» **ASSIGNMENT**
Lines before the one containing "Target: blue cooler" are left out; that line and all after it, through the end of the records, must be transcribed exactly.

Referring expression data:
***

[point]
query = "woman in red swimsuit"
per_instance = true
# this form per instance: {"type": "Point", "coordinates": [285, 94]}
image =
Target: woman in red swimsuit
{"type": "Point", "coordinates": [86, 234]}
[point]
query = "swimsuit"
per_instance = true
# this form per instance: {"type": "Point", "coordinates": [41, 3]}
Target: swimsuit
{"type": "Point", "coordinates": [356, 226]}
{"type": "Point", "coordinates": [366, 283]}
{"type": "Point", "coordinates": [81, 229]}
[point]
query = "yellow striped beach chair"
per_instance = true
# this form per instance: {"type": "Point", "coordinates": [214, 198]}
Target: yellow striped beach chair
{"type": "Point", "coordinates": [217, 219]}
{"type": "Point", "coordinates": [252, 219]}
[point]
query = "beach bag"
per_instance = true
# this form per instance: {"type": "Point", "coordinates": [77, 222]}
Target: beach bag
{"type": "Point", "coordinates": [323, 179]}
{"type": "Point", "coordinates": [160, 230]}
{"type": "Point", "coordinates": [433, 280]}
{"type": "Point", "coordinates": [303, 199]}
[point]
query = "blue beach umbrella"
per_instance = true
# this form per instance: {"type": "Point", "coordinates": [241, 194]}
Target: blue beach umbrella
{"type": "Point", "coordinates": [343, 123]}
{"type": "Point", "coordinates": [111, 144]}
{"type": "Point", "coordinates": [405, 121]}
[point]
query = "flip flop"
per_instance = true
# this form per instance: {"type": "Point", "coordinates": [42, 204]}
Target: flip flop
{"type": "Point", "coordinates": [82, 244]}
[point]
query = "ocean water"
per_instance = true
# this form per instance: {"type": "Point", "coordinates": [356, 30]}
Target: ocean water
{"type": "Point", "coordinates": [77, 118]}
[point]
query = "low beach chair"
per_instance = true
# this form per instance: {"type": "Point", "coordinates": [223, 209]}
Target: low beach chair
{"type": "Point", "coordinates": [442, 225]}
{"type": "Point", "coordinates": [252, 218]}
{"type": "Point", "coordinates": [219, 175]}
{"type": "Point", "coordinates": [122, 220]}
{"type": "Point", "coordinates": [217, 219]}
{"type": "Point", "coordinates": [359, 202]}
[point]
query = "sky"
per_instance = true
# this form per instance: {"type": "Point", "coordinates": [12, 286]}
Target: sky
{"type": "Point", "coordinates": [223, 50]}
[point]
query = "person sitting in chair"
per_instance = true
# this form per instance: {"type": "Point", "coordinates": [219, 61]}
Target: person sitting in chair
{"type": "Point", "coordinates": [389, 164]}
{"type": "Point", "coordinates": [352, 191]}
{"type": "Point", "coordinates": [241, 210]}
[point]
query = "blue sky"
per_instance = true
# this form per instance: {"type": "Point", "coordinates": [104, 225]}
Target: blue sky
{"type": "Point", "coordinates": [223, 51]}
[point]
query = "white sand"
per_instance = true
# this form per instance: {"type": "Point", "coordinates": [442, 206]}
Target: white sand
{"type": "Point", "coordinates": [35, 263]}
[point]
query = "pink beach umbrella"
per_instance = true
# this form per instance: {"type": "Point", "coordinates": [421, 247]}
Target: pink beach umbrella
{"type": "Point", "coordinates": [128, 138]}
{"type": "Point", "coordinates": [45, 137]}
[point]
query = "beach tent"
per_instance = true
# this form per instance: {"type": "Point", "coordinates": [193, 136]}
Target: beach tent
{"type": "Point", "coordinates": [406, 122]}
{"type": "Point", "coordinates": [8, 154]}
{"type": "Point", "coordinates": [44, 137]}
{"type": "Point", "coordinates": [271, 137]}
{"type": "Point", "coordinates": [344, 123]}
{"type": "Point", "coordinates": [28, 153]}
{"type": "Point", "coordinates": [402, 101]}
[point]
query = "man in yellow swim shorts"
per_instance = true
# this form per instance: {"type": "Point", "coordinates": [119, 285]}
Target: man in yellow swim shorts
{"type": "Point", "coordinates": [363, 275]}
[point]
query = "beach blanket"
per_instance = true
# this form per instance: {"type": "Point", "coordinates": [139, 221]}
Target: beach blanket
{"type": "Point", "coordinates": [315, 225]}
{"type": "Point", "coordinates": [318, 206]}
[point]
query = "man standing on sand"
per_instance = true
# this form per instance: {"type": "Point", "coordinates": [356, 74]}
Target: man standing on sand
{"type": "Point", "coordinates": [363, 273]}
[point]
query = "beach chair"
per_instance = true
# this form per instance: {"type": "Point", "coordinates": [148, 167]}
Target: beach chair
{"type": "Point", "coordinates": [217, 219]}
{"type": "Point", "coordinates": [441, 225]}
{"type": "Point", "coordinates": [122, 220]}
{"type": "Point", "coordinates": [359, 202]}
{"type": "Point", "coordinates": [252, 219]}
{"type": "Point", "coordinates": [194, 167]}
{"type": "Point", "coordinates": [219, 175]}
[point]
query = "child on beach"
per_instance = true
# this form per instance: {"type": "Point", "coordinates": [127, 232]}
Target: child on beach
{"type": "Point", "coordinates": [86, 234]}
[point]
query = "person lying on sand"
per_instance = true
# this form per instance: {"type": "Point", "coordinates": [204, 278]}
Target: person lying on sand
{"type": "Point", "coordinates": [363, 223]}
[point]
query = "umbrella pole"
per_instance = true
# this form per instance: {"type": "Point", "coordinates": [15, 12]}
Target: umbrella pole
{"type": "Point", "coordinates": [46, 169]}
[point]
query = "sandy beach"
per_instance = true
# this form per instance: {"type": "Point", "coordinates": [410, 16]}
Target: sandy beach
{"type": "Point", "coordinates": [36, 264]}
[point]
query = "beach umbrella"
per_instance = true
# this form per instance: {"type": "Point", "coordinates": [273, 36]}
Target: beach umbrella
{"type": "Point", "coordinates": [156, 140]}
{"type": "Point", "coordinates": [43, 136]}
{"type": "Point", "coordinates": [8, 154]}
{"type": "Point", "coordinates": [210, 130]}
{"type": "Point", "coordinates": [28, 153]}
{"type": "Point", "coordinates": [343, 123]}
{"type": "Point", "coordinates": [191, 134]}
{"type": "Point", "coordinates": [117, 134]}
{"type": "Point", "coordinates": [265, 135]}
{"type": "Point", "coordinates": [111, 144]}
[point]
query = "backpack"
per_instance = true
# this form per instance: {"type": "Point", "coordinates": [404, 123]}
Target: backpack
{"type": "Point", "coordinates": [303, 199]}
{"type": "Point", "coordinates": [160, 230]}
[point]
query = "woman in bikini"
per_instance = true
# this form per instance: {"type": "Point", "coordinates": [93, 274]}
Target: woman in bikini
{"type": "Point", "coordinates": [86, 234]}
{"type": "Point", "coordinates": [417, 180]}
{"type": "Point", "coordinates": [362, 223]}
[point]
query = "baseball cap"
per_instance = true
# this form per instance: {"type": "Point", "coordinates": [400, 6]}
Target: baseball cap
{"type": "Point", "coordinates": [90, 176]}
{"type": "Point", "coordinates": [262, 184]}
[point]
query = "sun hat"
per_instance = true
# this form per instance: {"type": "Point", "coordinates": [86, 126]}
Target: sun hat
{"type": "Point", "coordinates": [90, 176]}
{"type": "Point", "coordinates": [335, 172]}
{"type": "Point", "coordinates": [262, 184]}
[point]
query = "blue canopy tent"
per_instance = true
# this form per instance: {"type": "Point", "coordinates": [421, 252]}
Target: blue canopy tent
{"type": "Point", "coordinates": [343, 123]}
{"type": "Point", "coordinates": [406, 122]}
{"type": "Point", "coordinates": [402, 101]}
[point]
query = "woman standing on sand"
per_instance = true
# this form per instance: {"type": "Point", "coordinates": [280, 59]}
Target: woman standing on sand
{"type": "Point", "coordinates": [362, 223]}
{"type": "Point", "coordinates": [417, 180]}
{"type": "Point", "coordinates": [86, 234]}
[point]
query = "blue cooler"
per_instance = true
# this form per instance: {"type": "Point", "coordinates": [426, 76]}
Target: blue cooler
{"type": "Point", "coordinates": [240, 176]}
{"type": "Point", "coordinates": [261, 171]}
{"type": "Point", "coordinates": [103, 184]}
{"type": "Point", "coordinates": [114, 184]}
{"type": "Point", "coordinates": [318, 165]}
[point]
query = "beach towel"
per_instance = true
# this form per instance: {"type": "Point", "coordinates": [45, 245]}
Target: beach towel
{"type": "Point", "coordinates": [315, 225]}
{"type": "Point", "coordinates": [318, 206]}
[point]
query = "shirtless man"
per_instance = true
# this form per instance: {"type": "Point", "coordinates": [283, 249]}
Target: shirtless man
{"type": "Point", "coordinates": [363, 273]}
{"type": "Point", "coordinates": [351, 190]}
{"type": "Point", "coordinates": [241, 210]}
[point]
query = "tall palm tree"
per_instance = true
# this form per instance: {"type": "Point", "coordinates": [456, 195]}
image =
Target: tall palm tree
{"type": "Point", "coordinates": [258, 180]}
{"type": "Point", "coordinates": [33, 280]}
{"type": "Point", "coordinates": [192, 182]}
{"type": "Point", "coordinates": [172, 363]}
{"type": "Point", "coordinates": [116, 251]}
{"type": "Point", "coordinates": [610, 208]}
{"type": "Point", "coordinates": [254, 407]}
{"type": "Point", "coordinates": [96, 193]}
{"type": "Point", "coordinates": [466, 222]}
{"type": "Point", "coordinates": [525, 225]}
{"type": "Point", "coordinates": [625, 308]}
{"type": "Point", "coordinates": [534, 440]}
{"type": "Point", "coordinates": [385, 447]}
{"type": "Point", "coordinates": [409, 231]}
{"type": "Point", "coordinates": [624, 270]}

***

» **RESPONSE AREA**
Target: blue cooler
{"type": "Point", "coordinates": [240, 176]}
{"type": "Point", "coordinates": [261, 171]}
{"type": "Point", "coordinates": [103, 184]}
{"type": "Point", "coordinates": [114, 184]}
{"type": "Point", "coordinates": [318, 165]}
[point]
query = "beach towel"
per_instance = true
# this form per instance: {"type": "Point", "coordinates": [45, 245]}
Target: beach towel
{"type": "Point", "coordinates": [315, 225]}
{"type": "Point", "coordinates": [318, 206]}
[point]
query = "shirtless man"
per_instance = true
# this form per instance: {"type": "Point", "coordinates": [283, 249]}
Target: shirtless man
{"type": "Point", "coordinates": [363, 273]}
{"type": "Point", "coordinates": [351, 190]}
{"type": "Point", "coordinates": [241, 210]}
[point]
query = "tall palm tree"
per_instance = true
# this form per instance: {"type": "Point", "coordinates": [456, 195]}
image =
Target: tall palm tree
{"type": "Point", "coordinates": [258, 180]}
{"type": "Point", "coordinates": [33, 280]}
{"type": "Point", "coordinates": [192, 182]}
{"type": "Point", "coordinates": [172, 363]}
{"type": "Point", "coordinates": [116, 251]}
{"type": "Point", "coordinates": [610, 208]}
{"type": "Point", "coordinates": [254, 407]}
{"type": "Point", "coordinates": [96, 193]}
{"type": "Point", "coordinates": [466, 222]}
{"type": "Point", "coordinates": [525, 225]}
{"type": "Point", "coordinates": [625, 308]}
{"type": "Point", "coordinates": [534, 440]}
{"type": "Point", "coordinates": [385, 447]}
{"type": "Point", "coordinates": [409, 231]}
{"type": "Point", "coordinates": [624, 270]}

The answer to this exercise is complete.